_GIVEN INSTRUCTION_: Lay out the data as a Markdown table with two columns, Line No and Text, giving each line its own numbered row and leaving out blank lines. Cover only the lines starting at the very first line of the data and ending at the line that contains "column 1317, row 374", both included.

_RECORDS PROVIDED_:
+===+
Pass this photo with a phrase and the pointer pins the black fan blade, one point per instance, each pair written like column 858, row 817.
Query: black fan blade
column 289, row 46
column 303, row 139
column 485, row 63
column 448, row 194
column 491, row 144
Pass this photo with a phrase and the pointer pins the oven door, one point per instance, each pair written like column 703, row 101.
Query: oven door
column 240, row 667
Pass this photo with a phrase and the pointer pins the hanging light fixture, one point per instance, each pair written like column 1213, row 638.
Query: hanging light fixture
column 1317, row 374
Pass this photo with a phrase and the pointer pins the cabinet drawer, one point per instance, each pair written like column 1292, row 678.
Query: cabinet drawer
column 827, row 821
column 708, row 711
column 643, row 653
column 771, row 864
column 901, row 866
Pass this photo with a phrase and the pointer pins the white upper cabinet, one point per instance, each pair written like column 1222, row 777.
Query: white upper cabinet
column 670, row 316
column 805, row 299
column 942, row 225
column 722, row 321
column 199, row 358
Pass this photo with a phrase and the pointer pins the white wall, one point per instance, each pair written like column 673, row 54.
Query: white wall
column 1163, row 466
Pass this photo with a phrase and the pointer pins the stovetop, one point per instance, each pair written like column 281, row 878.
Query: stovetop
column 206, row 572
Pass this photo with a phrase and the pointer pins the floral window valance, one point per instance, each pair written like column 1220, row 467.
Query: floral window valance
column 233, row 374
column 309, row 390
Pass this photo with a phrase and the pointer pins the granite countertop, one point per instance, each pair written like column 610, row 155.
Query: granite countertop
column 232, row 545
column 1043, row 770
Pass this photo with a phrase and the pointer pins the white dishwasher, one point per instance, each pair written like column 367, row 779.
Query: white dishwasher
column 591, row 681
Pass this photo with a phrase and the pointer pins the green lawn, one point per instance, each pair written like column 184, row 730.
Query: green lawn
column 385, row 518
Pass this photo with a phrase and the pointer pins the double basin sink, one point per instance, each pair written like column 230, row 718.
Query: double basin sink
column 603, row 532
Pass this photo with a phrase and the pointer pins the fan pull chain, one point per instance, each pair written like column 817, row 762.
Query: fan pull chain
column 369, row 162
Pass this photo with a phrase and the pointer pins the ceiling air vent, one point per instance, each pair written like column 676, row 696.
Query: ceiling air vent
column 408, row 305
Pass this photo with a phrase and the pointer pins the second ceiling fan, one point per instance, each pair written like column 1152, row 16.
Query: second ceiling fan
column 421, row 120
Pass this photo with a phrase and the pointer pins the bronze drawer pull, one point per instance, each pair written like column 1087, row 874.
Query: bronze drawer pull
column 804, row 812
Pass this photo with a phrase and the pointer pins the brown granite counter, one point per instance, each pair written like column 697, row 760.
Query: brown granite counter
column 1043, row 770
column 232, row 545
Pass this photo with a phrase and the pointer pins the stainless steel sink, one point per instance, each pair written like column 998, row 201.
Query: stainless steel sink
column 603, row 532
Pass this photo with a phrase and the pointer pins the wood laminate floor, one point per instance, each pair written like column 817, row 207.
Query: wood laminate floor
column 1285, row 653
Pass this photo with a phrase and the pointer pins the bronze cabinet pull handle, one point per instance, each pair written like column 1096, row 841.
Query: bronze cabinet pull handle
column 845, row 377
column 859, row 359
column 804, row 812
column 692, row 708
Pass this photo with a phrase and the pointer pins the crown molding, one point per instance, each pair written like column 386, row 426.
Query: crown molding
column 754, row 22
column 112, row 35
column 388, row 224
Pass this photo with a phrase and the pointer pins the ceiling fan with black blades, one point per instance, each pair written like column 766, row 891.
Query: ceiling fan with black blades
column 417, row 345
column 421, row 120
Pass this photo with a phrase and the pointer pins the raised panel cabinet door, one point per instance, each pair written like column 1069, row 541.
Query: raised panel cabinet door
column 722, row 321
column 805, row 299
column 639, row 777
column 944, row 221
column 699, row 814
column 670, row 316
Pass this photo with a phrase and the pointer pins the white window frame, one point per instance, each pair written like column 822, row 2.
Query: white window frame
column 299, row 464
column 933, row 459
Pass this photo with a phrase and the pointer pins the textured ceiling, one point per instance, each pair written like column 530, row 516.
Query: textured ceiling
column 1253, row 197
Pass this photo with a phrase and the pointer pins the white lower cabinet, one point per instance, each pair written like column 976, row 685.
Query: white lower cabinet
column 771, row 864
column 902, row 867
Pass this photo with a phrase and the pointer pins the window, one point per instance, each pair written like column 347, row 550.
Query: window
+===+
_THE REPLY_:
| Line No | Text |
|---|---|
| 1 | Pass this photo with a phrase and the pointer pins the black fan blade, one point per instance, each pair written like column 858, row 817. |
| 2 | Query: black fan blade |
| 3 | column 289, row 46 |
| 4 | column 303, row 139 |
| 5 | column 485, row 63 |
| 6 | column 448, row 194 |
| 7 | column 491, row 144 |
| 8 | Pass this photo with a phrase and the pointer pins the oven door, one point per instance, each pair written like column 703, row 101. |
| 9 | Query: oven door |
| 10 | column 240, row 667 |
| 11 | Pass this photo with a phrase and the pointer pins the hanging light fixture, one point per instance, each pair written like column 1213, row 638. |
| 12 | Query: hanging light fixture |
| 13 | column 1317, row 374 |